== Exercise directions ==
All of the data should be output character for character, except the pictures.

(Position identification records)
★ ★ ★ ★
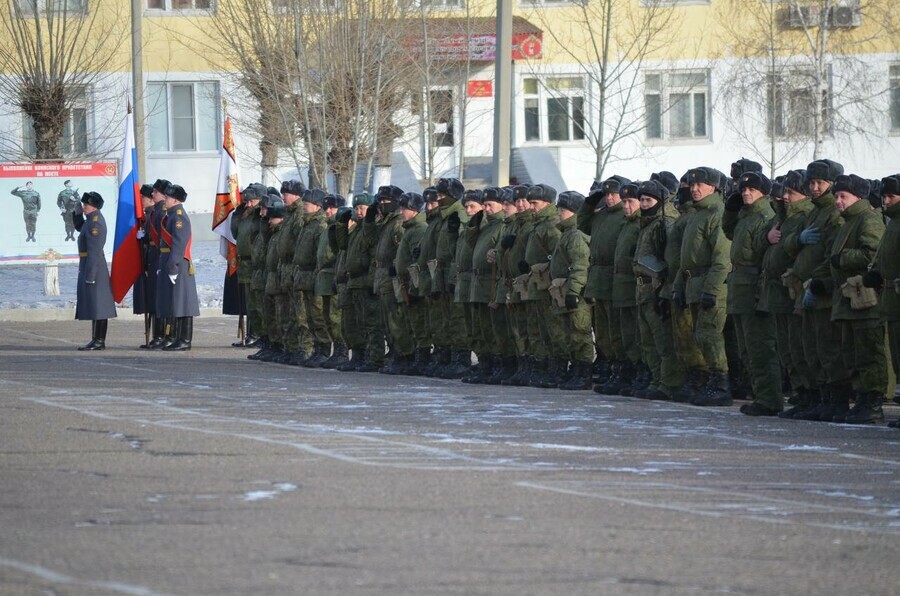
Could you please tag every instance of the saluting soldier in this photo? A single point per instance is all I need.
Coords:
(67, 200)
(94, 293)
(176, 284)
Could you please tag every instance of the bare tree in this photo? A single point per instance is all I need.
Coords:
(800, 73)
(53, 53)
(612, 41)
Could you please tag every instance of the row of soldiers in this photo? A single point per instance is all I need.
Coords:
(699, 289)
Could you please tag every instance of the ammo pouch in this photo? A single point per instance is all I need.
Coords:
(520, 285)
(792, 283)
(860, 296)
(539, 278)
(557, 292)
(414, 274)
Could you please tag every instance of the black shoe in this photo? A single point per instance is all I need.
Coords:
★ ★ ★ ★
== Expected answer ==
Could you please tag every instance of the saluting soldier in this photo? A single point per instance is all I need.
Coords:
(67, 200)
(94, 293)
(176, 284)
Could you please tag every instance of the bare tree in this photo? A single point per instance is all I need.
Coords:
(800, 73)
(53, 53)
(612, 41)
Could you please tag every instance of the row of soldiers in this photo? A single point per instance is all I need.
Coords:
(699, 289)
Could you please tag every instance of the ammo pouch in this photo? A single point per instance is all I need.
Coords:
(520, 285)
(792, 283)
(860, 296)
(539, 278)
(557, 292)
(414, 274)
Could you please tag every instance of the black shoe in this photo? A single point per instance is all I need.
Coords:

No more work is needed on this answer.